* [Data for review]
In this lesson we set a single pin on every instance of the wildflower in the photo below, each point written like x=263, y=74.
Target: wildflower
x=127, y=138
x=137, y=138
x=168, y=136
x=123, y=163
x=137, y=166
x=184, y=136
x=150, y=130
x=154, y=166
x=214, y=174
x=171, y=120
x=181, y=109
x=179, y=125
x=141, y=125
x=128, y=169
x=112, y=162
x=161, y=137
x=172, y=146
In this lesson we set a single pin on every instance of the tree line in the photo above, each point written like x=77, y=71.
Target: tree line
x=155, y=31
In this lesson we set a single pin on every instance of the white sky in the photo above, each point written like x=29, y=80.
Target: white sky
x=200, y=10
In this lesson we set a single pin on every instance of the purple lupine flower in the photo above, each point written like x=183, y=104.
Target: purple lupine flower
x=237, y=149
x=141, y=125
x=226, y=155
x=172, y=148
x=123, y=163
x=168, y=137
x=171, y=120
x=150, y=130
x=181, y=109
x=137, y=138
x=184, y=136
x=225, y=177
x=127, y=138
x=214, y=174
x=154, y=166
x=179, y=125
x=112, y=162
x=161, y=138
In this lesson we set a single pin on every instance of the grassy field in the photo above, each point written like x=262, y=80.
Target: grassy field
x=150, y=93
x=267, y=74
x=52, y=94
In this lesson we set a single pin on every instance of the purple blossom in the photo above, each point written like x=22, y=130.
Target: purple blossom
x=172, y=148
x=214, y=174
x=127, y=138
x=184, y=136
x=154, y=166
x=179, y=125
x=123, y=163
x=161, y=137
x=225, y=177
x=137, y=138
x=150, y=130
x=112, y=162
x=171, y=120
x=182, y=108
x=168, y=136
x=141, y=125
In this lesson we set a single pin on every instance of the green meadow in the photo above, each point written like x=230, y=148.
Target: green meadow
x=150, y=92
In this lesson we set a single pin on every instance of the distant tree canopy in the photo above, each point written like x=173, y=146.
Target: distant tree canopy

* [Exercise aim]
Given the word "distant", show every line of the records that contains it.

* [Solution to the problem]
In this lesson we set a single pin on every instance of the distant tree canopy in the photo above, each point written like x=173, y=146.
Target: distant tree canopy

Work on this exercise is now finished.